- **ABOUT THIS TASK**
Exact reproduction of the following data is required.

- **RECORDS**
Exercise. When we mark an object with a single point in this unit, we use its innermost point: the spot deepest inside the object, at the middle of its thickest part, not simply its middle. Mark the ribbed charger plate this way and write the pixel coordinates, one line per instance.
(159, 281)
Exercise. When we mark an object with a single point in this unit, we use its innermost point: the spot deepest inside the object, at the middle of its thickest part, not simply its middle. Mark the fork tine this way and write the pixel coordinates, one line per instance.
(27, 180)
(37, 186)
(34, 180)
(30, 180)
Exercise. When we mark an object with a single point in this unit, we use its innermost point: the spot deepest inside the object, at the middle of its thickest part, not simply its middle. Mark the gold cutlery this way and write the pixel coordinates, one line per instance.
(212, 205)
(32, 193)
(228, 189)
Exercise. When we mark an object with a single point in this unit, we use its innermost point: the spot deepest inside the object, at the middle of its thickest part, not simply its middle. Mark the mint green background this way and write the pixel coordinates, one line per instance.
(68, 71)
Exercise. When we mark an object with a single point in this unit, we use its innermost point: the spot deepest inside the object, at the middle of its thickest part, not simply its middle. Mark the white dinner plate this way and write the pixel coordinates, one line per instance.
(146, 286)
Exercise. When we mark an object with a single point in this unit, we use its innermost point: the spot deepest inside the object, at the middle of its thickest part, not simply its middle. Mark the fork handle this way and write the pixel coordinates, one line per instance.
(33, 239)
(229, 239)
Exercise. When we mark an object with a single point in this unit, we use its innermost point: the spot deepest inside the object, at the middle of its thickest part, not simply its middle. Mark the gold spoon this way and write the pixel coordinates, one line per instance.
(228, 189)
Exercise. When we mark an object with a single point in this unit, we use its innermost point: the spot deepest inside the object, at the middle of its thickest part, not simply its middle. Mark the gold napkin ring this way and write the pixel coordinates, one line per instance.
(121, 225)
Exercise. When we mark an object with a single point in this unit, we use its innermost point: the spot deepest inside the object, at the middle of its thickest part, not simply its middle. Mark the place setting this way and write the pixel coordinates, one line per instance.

- **SOLUTION TO THIS TASK**
Exercise. When we mark an object with a single point in this unit, we use its innermost point: the spot deepest inside the object, at the middle of its thickest part, not simply its middle. Mark the ribbed charger plate this way and write the pixel coordinates, one line per instance.
(159, 281)
Exercise. When we mark an object with a single point in this unit, we use its innermost point: the spot deepest inside the object, at the middle of its thickest part, not simply its middle. Mark the fork tine this way and write the pixel coordinates, one line per instance.
(27, 180)
(37, 186)
(34, 180)
(30, 180)
Exercise. When we mark an object with a single point in this unit, we use its innermost point: the spot deepest inside the object, at the middle of its thickest part, not simply its middle. Mark the gold cutlery this way and write the pixel coordinates, one line per instance.
(212, 205)
(32, 193)
(228, 189)
Exercise. When we mark an object with a single point in this unit, we use its innermost point: the spot deepest inside the object, at the middle of its thickest part, not simply its middle. Mark the mint green background this way and write the pixel coordinates, one line per instance.
(68, 71)
Exercise. When we mark an object with a single point in this unit, we use its innermost point: the spot deepest inside the object, at the middle of its thickest part, not simply its middle. Mark the white dinner plate this way and write the pixel coordinates, one line per instance.
(146, 286)
Exercise. When we mark an object with a single point in this unit, we use its innermost point: the spot deepest inside the object, at the middle of its thickest part, not simply its middle. Mark the fork handle this way and write the pixel coordinates, one line per instance.
(33, 239)
(229, 239)
Exercise. When we mark an object with a single point in this unit, we use its innermost point: the spot deepest inside the object, at the middle of its thickest part, not simply its middle. Mark the gold spoon this way and write the pixel coordinates, one line per instance.
(228, 189)
Exercise. When we mark an object with a single point in this unit, we use its innermost point: the spot deepest inside the object, at the middle of its thickest part, not simply its middle. Mark the gold napkin ring this way and write the pixel coordinates, one line per instance.
(121, 225)
Exercise. When we mark an object with a single point in this unit, we use its innermost point: the spot deepest inside the object, at the middle of its thickest part, not simply its middle. Mark the place setting this way and write the pixel coordinates, one line per instance.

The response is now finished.